*** Block opens ***
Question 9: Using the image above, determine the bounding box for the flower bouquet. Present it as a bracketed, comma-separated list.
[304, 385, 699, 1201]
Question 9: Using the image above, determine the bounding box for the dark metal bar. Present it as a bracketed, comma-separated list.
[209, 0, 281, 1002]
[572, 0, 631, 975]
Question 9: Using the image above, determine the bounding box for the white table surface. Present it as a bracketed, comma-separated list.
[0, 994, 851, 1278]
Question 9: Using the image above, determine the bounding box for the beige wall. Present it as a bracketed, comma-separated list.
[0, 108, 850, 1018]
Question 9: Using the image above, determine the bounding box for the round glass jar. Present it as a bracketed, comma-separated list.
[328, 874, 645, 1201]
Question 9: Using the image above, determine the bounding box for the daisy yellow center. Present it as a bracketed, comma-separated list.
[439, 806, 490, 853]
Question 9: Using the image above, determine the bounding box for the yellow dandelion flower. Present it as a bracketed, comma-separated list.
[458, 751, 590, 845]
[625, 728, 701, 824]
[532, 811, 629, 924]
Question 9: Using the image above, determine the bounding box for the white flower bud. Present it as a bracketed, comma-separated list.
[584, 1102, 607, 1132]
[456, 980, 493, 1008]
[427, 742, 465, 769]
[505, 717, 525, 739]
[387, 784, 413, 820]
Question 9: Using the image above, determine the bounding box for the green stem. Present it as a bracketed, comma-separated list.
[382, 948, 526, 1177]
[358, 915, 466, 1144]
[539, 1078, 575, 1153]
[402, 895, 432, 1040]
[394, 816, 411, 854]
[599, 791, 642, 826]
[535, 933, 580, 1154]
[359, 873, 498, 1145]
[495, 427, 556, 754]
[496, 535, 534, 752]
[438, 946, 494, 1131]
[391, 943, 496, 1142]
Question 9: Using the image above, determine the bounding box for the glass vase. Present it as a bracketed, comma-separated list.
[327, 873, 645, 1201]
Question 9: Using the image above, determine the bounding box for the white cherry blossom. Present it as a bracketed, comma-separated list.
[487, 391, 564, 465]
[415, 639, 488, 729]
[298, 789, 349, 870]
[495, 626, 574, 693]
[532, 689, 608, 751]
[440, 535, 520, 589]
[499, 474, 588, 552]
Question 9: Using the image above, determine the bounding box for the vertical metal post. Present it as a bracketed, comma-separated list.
*** Block closes ***
**PROBLEM DETAILS**
Each record shown above must be reproduced exactly.

**WRITTEN RESPONSE**
Question 9: Using the image above, determine the bounding box for the flower bouquet. Present it as a bracketed, comma-separated list.
[304, 385, 699, 1201]
Question 9: Using the image above, determine the bounding box for the dark metal bar. Present it as a bracketed, comma-separated list.
[209, 0, 281, 1002]
[572, 0, 631, 975]
Question 9: Using the image above, determine the bounding box for the white table surface. Present it as a bracketed, comma-separated list.
[0, 994, 851, 1278]
Question 9: Using the image above, determine the bounding box for the beige wall. Present it as a bracketed, comma-separated list.
[0, 108, 850, 1018]
Question 9: Using the image above, determine the bounding box for the round glass jar. Present it as a bracketed, comma-separated list.
[328, 874, 645, 1201]
Question 9: Using the image above, determine the bounding box for the daisy yellow center. Present it as a bracketed, comma-separated list.
[439, 806, 490, 853]
Question 9: Using the image above, determine the bounding box for the yellow dandelion flower. Present it as a bracketed, comma-separated list.
[458, 751, 590, 845]
[625, 728, 701, 824]
[532, 811, 629, 924]
Question 9: Using the image above, determine the bounding box for the white flower bud. Present it as a bracketed, comma-separated list.
[584, 1102, 607, 1132]
[456, 980, 493, 1008]
[427, 742, 465, 769]
[505, 717, 525, 739]
[387, 784, 413, 820]
Question 9: Using the image above, determine the bounding box for the green stem. Present it as a bracketed, comma-separated list.
[382, 948, 526, 1177]
[358, 915, 466, 1144]
[539, 1078, 575, 1153]
[402, 895, 432, 1040]
[394, 816, 411, 854]
[599, 791, 642, 826]
[535, 933, 580, 1154]
[359, 873, 498, 1145]
[495, 427, 556, 754]
[496, 535, 534, 752]
[438, 946, 494, 1131]
[391, 943, 496, 1142]
Question 9: Using the image above, determine the bounding box for the glass vase. Present it as a bracketed, comma-separated list.
[327, 873, 645, 1201]
Question 9: Using the image above, determine the bounding box for the white cherry blossom. Present it as a bracketed, comma-separated list.
[487, 391, 564, 465]
[415, 639, 488, 729]
[298, 789, 349, 870]
[495, 626, 574, 693]
[532, 689, 608, 751]
[440, 535, 520, 589]
[499, 474, 588, 552]
Question 9: Using the image above, determine the bounding box for the vertical metal post. Present it as a bracketed, comma-separated list.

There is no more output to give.